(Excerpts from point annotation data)
--- Start ---

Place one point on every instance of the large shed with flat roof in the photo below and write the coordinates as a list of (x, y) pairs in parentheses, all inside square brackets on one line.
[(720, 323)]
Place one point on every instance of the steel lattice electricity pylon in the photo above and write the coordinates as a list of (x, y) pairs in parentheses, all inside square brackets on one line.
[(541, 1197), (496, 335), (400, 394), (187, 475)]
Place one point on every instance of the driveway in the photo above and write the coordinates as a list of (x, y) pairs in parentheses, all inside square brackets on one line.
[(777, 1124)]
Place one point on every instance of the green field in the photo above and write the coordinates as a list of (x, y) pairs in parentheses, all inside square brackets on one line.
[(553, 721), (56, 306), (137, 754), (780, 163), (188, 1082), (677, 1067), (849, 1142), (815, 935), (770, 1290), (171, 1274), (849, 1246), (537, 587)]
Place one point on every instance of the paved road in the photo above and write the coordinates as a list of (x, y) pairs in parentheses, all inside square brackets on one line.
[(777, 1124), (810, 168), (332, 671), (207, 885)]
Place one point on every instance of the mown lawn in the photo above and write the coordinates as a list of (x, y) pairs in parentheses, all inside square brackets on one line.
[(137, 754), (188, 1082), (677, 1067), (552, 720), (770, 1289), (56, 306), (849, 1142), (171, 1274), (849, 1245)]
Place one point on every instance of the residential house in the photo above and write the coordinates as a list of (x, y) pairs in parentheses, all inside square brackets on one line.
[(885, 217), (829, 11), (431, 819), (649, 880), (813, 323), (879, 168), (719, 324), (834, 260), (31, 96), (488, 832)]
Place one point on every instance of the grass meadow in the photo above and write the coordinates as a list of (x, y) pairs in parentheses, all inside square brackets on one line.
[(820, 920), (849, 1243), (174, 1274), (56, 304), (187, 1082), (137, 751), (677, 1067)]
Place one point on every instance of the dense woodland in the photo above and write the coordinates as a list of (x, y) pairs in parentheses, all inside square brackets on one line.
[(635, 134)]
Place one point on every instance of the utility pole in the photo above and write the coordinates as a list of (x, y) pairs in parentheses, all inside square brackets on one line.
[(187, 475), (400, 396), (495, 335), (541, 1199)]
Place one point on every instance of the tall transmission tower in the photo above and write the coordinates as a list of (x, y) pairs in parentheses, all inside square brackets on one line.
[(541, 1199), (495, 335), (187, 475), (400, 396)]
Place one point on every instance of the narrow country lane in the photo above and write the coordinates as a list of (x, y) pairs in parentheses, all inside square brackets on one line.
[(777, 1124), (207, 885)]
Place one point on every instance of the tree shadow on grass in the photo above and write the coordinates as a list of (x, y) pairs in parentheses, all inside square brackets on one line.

--- End ---

_Short task_
Begin at the start of the records and stop after the line that contains "[(720, 323)]". Write those lines out again, requests included, and shift every coordinate in the answers by adding 139 to each number.

_Answer below_
Place one point on every instance of the large shed with flat roof in the photo below and write the coordinates as a list of (x, y) pairs in parentheses, all inside square brackets on one line.
[(859, 462)]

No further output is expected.